**PASSAGE PROVIDED**
<<<<
# Custom LMS4000



## funky_waves (Jul 3, 2007)

Here is a custom TC Sounds 10" LMS4000 subwoofer we built a while ago, we are selling it on clearance as the customer has upgraded.
The enclosure is 35Lnet, and made from solid 6061-T6 7/8" Thick Aluminum plate. Bolted together, and clear lacquered. It weighs in at 130lbs


----------



## Sonnie (Apr 11, 2006)

Any response graphs?


----------



## funky_waves (Jul 3, 2007)

Here is a a graph, green line, at listening position(11"away) before any eq, 1/3 octave smoothing, lowpass at 70hz, highpass at 10hz. In a 950 square foot room with 8-11 foot ceilings. And a nearfield graph, blue line, same settings.


----------



## ACGREEN (Feb 23, 2007)

Do you see any advantages/disadvantages to building a sub with a metal enclosure as opposed to wood?


----------



## funky_waves (Jul 3, 2007)

The advantages are, very very solid, strong and heavy, at full power you cannot feel any vibrations in the walls. Its weight also keeps it from moving around the room. And it looks really nice, but we can also do laminated thin aluminum over MDF, for the look without the weight.
>>>>
**WHAT TO DO**
1. In the forum thread about the aluminum subwoofer, how much does the enclosure weigh?
2. Please pick up the forum thread about the aluminum subwoofer after its final sentence and write the next part.

**ITEMS**
<<<<
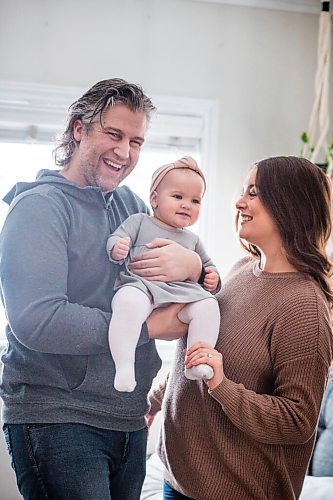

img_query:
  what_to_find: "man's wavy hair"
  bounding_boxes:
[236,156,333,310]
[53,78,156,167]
>>>>
<<<<
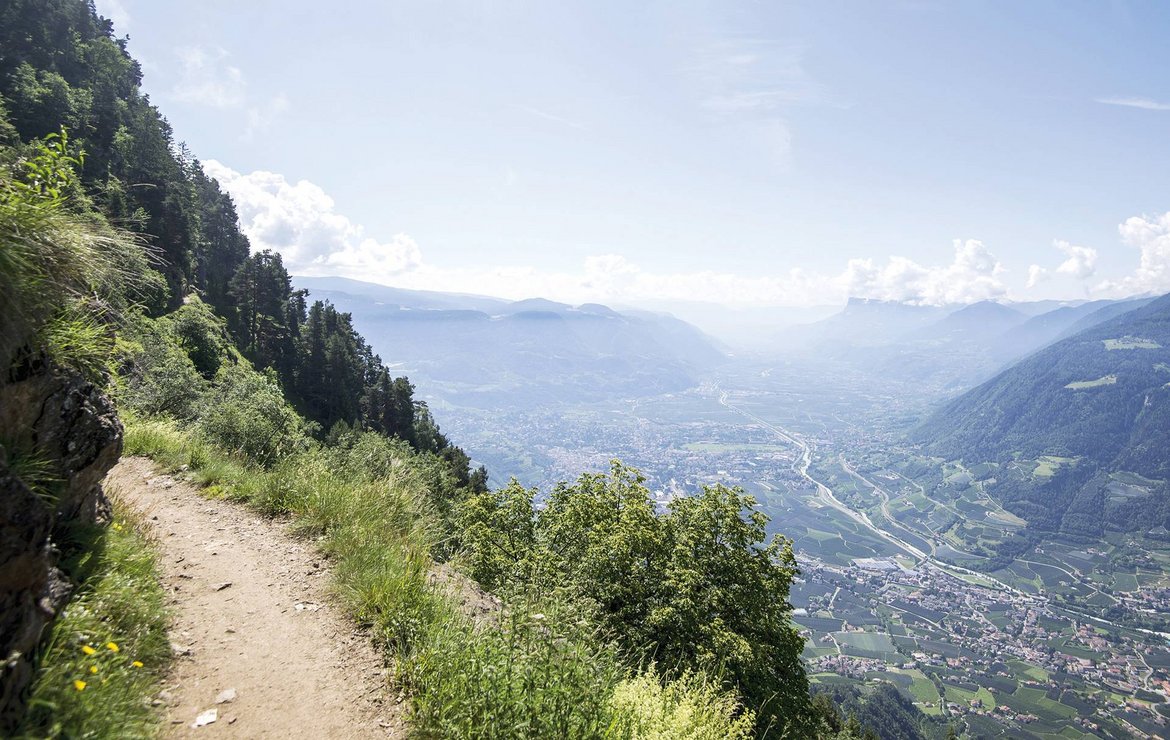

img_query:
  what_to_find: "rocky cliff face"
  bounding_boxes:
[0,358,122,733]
>>>>
<<<<
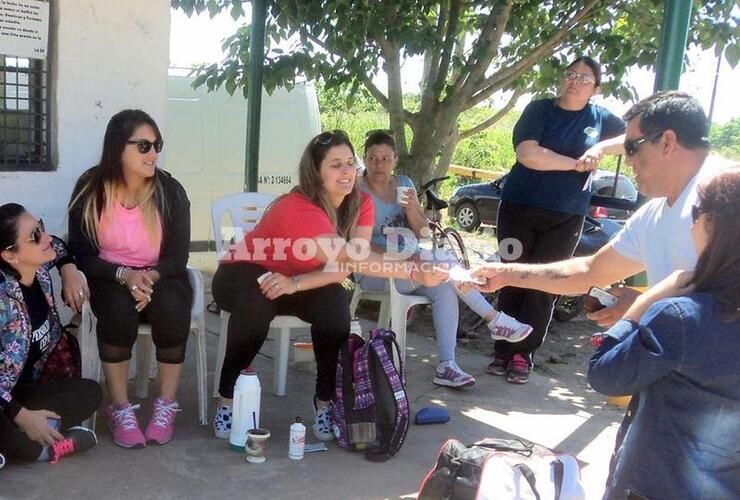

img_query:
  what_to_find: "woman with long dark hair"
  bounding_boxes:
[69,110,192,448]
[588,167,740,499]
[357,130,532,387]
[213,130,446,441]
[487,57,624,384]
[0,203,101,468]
>>>>
**SET OF ANSWERS**
1. 130 lbs.

2.
The disadvantages are weight again, its hard to move and expensive to ship. Cost to build is higher than average but not any more than the FW10.3 in high gloss for example. For that size enclosure, much bigger and materials cost and weight rises fast.


----------



## funky_waves (Jul 3, 2007)

Here are a couple graphs without any eq, highpass or lowpass. At LP and Nearfield


----------



## BrianAbington (Mar 19, 2008)

wow...that is cool.


----------



## enixon (Dec 25, 2008)

Nathan,
did you ever sell this?
What is/was the going price?
Thanks in advance.
Cheers - EN


----------



## funky_waves (Jul 3, 2007)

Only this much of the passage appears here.